» SOURCE DATA:
⟨

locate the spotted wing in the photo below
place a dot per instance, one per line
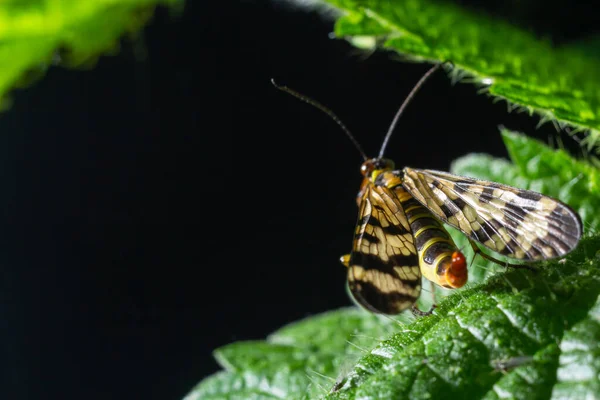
(383, 269)
(517, 223)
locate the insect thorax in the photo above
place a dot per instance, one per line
(374, 166)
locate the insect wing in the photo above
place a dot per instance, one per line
(383, 272)
(517, 223)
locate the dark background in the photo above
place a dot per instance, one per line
(157, 207)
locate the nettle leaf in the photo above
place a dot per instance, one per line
(39, 33)
(559, 83)
(299, 361)
(518, 335)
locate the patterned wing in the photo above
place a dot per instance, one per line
(517, 223)
(383, 269)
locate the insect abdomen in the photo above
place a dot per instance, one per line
(440, 261)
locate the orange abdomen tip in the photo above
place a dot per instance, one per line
(457, 275)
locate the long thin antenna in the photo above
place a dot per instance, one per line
(326, 110)
(406, 101)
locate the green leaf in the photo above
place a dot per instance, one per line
(301, 360)
(505, 338)
(35, 34)
(515, 334)
(559, 83)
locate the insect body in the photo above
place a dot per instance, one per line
(400, 236)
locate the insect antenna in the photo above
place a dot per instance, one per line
(412, 93)
(326, 110)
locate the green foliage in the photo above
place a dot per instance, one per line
(35, 34)
(515, 334)
(559, 83)
(509, 334)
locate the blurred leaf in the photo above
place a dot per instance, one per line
(299, 361)
(559, 83)
(513, 334)
(36, 34)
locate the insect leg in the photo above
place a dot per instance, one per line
(505, 264)
(418, 313)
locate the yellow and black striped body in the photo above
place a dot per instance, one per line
(396, 241)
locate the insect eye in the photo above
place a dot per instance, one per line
(367, 167)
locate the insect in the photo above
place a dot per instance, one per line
(400, 236)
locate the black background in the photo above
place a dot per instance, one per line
(157, 207)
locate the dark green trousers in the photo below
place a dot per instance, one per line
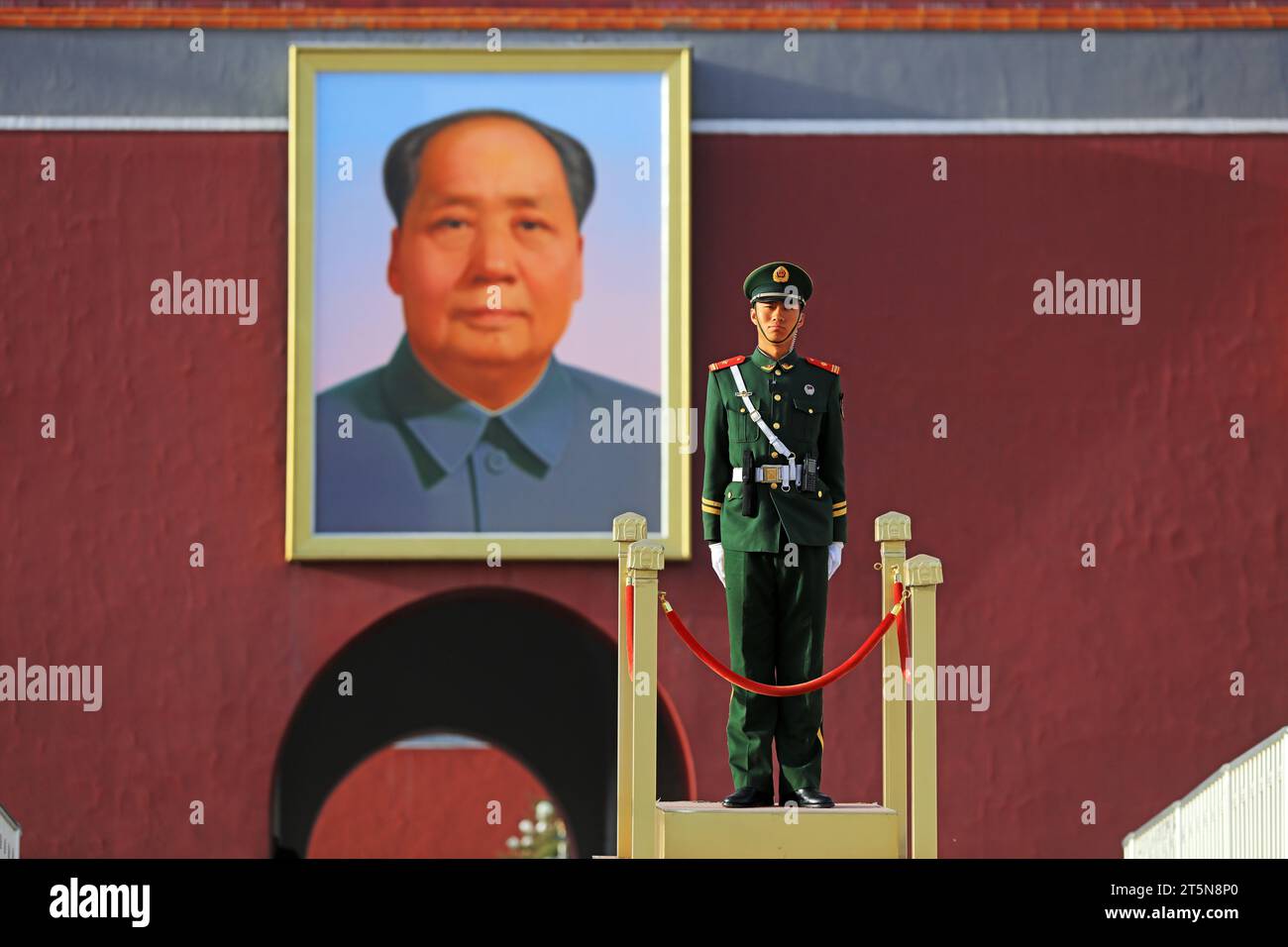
(777, 615)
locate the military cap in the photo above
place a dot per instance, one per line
(772, 279)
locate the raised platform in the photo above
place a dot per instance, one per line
(708, 830)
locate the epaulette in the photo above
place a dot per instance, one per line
(725, 364)
(824, 367)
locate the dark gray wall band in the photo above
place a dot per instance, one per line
(1239, 73)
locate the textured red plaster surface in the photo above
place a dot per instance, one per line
(407, 802)
(1107, 684)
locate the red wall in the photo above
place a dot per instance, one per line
(408, 802)
(1108, 684)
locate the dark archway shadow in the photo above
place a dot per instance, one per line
(520, 672)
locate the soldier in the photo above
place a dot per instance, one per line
(773, 509)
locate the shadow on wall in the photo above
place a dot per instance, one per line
(516, 671)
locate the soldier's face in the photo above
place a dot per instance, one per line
(777, 321)
(487, 260)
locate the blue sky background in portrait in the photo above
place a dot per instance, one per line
(616, 328)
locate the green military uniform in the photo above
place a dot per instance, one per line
(776, 592)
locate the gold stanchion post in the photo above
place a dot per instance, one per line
(644, 562)
(923, 574)
(894, 532)
(627, 528)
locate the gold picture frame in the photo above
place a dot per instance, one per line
(307, 63)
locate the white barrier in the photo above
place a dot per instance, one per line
(1237, 812)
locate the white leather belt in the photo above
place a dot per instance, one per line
(772, 474)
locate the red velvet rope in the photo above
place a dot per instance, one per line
(774, 689)
(903, 634)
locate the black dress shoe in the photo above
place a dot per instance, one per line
(748, 797)
(810, 797)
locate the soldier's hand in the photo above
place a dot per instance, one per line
(833, 558)
(717, 560)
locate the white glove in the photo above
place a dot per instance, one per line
(833, 558)
(717, 561)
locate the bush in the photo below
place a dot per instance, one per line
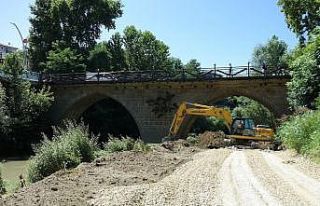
(68, 148)
(125, 144)
(2, 187)
(302, 133)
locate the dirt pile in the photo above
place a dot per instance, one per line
(213, 140)
(77, 186)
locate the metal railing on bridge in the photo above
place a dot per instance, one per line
(204, 74)
(183, 75)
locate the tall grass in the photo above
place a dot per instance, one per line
(302, 133)
(69, 147)
(2, 186)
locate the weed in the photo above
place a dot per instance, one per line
(2, 186)
(302, 133)
(69, 147)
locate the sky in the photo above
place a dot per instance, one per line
(211, 31)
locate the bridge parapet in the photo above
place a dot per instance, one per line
(182, 75)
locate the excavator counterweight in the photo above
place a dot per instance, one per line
(239, 128)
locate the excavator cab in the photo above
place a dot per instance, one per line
(243, 126)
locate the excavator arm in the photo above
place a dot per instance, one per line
(187, 112)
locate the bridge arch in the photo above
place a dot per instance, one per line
(79, 104)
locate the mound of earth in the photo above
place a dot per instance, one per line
(79, 185)
(212, 140)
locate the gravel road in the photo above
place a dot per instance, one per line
(223, 177)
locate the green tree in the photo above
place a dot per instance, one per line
(3, 111)
(64, 60)
(248, 108)
(76, 22)
(302, 16)
(116, 48)
(304, 86)
(100, 58)
(20, 104)
(144, 51)
(193, 67)
(273, 53)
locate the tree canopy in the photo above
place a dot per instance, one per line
(273, 53)
(302, 16)
(20, 106)
(144, 51)
(78, 23)
(304, 86)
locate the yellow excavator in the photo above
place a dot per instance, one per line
(238, 128)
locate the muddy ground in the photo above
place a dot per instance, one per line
(78, 186)
(186, 176)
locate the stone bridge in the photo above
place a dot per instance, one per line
(151, 97)
(73, 99)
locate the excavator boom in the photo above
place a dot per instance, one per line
(188, 112)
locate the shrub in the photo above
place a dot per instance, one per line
(2, 187)
(69, 147)
(125, 144)
(302, 133)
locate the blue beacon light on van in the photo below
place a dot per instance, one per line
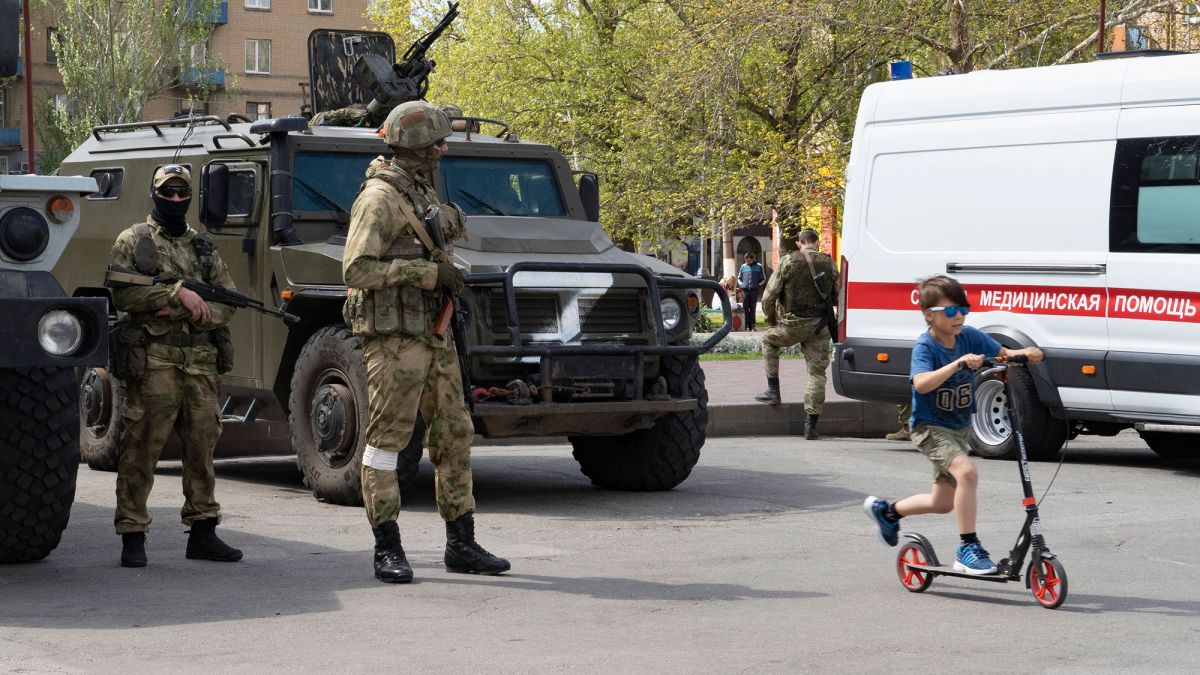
(900, 70)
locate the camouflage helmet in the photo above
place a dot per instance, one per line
(415, 124)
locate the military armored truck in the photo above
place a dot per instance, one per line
(565, 334)
(559, 333)
(46, 335)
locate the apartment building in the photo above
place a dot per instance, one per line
(261, 45)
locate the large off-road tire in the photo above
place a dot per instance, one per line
(39, 459)
(329, 418)
(658, 458)
(991, 434)
(1173, 446)
(101, 423)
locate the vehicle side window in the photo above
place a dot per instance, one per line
(109, 181)
(1156, 196)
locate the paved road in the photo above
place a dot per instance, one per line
(761, 562)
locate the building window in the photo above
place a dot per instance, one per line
(258, 57)
(258, 111)
(51, 57)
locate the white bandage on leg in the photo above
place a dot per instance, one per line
(383, 460)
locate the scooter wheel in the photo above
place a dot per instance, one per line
(913, 553)
(1048, 580)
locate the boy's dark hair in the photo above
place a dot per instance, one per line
(934, 288)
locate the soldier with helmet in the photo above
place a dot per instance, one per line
(169, 353)
(798, 305)
(394, 293)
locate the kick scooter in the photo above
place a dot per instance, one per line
(917, 563)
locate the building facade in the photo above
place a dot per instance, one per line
(261, 46)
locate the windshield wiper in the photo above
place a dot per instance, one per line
(480, 201)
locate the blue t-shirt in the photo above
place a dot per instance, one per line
(953, 402)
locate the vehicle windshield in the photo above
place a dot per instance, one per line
(329, 181)
(502, 186)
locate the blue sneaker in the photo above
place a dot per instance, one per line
(973, 559)
(887, 530)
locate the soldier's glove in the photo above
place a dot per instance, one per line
(450, 278)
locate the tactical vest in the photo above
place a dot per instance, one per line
(405, 310)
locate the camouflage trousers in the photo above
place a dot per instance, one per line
(816, 354)
(166, 399)
(407, 377)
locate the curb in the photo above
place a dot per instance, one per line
(851, 419)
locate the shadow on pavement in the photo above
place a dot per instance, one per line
(82, 585)
(617, 589)
(552, 487)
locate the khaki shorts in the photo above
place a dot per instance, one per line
(941, 446)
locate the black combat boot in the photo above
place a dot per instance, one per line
(133, 549)
(204, 544)
(391, 566)
(810, 428)
(465, 555)
(772, 394)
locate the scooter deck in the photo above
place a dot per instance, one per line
(948, 571)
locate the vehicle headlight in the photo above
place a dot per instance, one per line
(671, 312)
(24, 234)
(59, 333)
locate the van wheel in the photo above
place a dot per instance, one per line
(1170, 446)
(329, 418)
(39, 459)
(658, 458)
(101, 423)
(991, 432)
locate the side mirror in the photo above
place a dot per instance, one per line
(214, 195)
(589, 193)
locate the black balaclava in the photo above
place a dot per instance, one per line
(171, 215)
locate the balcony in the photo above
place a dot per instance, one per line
(219, 16)
(202, 77)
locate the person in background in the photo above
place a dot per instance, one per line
(750, 279)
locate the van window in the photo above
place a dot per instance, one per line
(1156, 196)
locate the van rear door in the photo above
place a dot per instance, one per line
(1153, 364)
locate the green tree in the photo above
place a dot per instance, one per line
(115, 55)
(702, 112)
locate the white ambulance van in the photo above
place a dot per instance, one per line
(1067, 201)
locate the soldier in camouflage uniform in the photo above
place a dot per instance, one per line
(795, 309)
(394, 296)
(175, 381)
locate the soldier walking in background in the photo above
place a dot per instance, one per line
(798, 305)
(169, 354)
(394, 294)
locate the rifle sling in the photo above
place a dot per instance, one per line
(813, 273)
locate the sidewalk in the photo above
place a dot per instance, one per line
(732, 410)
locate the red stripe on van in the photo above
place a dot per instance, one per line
(1056, 300)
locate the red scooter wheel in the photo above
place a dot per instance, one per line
(1048, 580)
(913, 553)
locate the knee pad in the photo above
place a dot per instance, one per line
(383, 460)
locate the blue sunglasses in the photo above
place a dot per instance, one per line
(953, 311)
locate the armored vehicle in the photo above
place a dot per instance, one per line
(562, 333)
(46, 335)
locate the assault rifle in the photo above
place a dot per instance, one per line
(124, 278)
(453, 314)
(393, 84)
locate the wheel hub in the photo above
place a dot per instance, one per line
(991, 423)
(333, 405)
(94, 396)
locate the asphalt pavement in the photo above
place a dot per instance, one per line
(762, 561)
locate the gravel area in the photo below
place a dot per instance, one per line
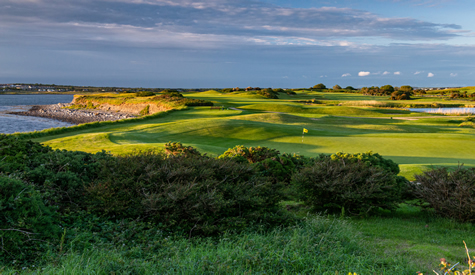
(74, 116)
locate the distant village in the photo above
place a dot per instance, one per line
(46, 88)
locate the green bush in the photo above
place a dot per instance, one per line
(63, 175)
(15, 153)
(176, 149)
(25, 222)
(268, 93)
(144, 94)
(370, 159)
(353, 187)
(198, 195)
(145, 111)
(451, 193)
(60, 174)
(251, 154)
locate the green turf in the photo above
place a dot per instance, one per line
(413, 140)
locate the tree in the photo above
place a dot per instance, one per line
(320, 86)
(406, 89)
(387, 89)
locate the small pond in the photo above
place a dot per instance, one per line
(445, 111)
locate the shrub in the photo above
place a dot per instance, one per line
(251, 154)
(268, 93)
(145, 111)
(144, 94)
(25, 222)
(15, 153)
(353, 187)
(320, 86)
(370, 159)
(198, 195)
(63, 175)
(451, 193)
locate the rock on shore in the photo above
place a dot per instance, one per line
(74, 116)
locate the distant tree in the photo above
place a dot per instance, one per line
(319, 86)
(400, 95)
(226, 90)
(406, 89)
(387, 89)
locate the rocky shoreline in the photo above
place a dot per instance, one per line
(73, 116)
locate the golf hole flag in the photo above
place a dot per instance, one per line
(304, 132)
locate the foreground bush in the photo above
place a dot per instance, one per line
(25, 222)
(336, 186)
(279, 167)
(195, 194)
(450, 193)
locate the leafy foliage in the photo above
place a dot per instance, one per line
(199, 195)
(252, 154)
(320, 86)
(145, 111)
(177, 149)
(352, 186)
(450, 193)
(370, 159)
(144, 94)
(268, 93)
(25, 222)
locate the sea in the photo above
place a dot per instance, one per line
(19, 124)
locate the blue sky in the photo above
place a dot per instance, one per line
(229, 43)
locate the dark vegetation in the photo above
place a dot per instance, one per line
(51, 197)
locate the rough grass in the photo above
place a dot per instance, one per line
(320, 245)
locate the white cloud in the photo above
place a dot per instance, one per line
(364, 73)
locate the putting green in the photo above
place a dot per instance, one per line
(414, 143)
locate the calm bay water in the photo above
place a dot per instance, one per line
(13, 123)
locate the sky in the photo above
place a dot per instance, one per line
(238, 43)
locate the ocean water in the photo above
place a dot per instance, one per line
(16, 124)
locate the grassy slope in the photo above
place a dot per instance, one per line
(409, 240)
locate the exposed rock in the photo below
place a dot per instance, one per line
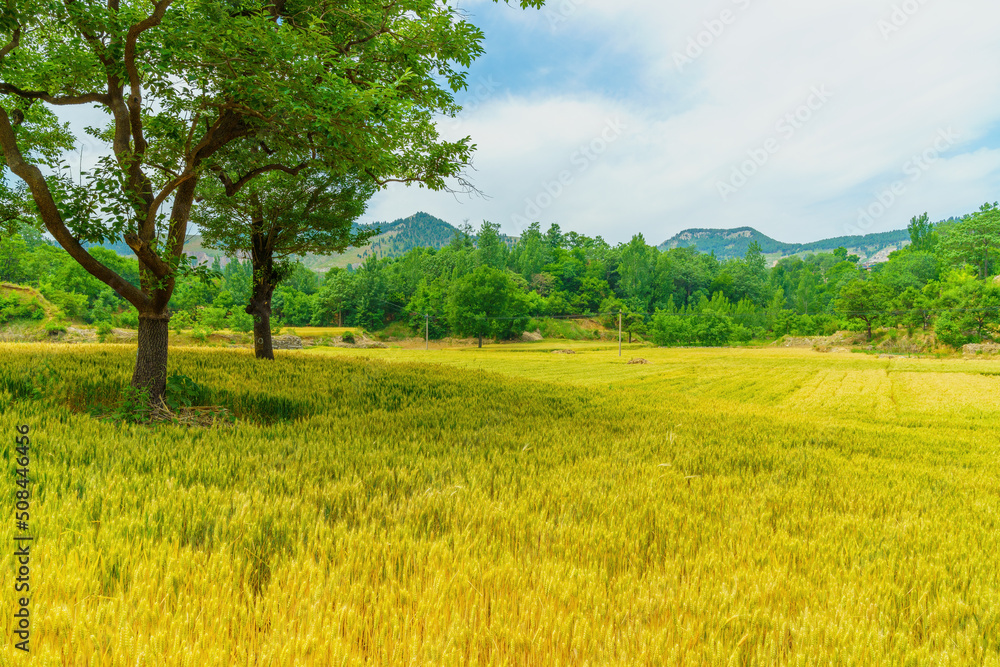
(973, 349)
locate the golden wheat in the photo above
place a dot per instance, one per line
(513, 507)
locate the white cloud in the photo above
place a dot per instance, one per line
(686, 130)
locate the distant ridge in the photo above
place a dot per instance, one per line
(733, 243)
(422, 230)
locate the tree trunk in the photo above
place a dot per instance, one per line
(265, 278)
(260, 308)
(151, 360)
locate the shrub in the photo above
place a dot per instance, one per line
(103, 331)
(240, 321)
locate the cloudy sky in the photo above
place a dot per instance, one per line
(806, 120)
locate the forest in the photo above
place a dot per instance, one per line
(484, 284)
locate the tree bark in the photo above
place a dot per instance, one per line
(150, 371)
(265, 278)
(260, 308)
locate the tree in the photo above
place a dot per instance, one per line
(487, 303)
(185, 85)
(861, 300)
(923, 238)
(974, 239)
(492, 251)
(274, 219)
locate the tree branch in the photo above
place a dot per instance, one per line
(135, 82)
(232, 187)
(89, 98)
(32, 175)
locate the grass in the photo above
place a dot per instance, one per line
(513, 506)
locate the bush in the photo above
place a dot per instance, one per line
(950, 331)
(13, 308)
(181, 320)
(103, 331)
(127, 319)
(55, 328)
(183, 392)
(671, 329)
(240, 321)
(200, 333)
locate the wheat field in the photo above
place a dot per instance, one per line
(512, 506)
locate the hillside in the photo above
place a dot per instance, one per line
(422, 230)
(396, 238)
(732, 243)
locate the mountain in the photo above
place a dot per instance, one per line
(733, 243)
(395, 238)
(422, 230)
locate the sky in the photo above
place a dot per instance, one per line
(804, 120)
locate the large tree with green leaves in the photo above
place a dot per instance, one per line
(276, 218)
(974, 240)
(184, 84)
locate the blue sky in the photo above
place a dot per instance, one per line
(804, 120)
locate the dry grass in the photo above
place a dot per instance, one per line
(514, 507)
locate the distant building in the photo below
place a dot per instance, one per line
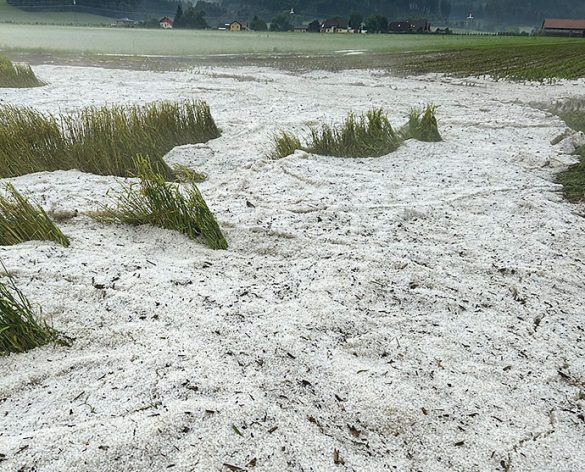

⟩

» WORK ITEM:
For each line above that carries the word "wheat", copy it out.

» TASK RESPONSE:
locate the golden wheat in the photo above
locate the wheat field in the photo above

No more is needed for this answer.